[[ Source material, beginning ]]

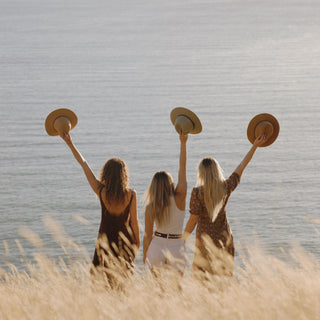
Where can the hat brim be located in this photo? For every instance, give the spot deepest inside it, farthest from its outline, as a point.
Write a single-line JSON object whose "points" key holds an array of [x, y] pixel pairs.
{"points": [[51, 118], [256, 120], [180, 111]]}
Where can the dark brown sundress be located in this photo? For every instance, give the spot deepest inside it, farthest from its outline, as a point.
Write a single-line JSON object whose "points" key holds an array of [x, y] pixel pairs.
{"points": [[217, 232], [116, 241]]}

[[ Source material, end ]]
[[ Source material, beginning ]]

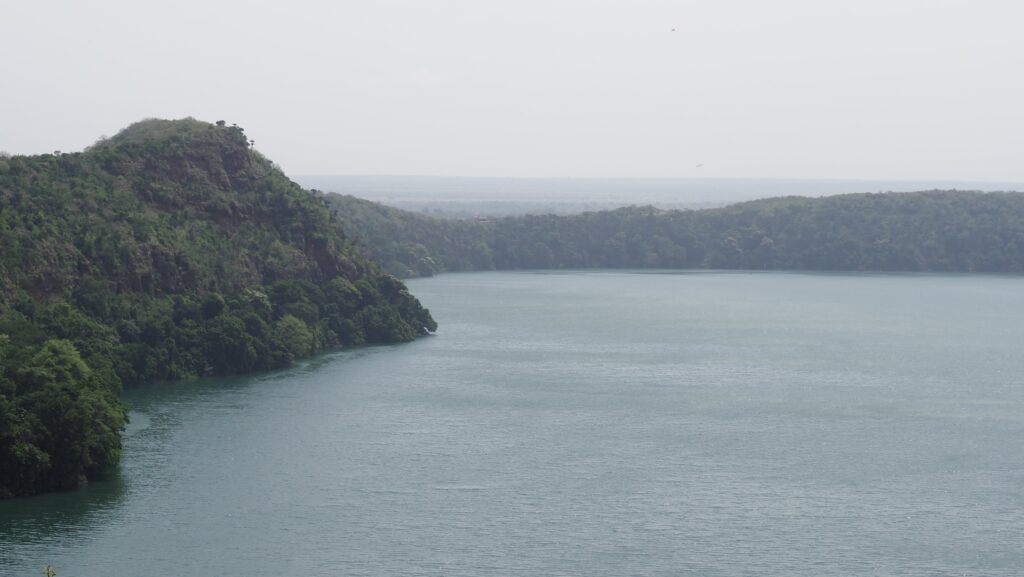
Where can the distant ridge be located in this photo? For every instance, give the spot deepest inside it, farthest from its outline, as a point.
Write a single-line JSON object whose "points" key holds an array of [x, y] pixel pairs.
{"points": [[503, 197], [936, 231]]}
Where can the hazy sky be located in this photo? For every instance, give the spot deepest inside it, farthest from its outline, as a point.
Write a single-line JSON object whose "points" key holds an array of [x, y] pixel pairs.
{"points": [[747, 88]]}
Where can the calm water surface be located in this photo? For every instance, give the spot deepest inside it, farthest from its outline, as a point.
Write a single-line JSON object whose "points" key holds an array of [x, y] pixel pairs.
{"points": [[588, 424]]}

[[ Source material, end ]]

To do => Copy every line from the data that includes the string "deepest".

Solution for this task =>
Where can the hat brim be located in this photo? For every instance, give the spot deepest inside it, farthest from its outline, as a point.
Where can the dark brown sundress be located in this photo? For every instance, give the spot deepest inside it, farthest from its outline, as a point.
Where can the distant ridge be located in this photo? For every instance, give the spot deepest inside it, farthest from its outline, as a point.
Where can the hazy sky be located in this photo? For every instance, give the spot deepest inside it, farthest from its outline, as a point.
Where can the calm water surface be located in this photo? For every instance, give the spot deepest inside it, farthest from its outline, as a point.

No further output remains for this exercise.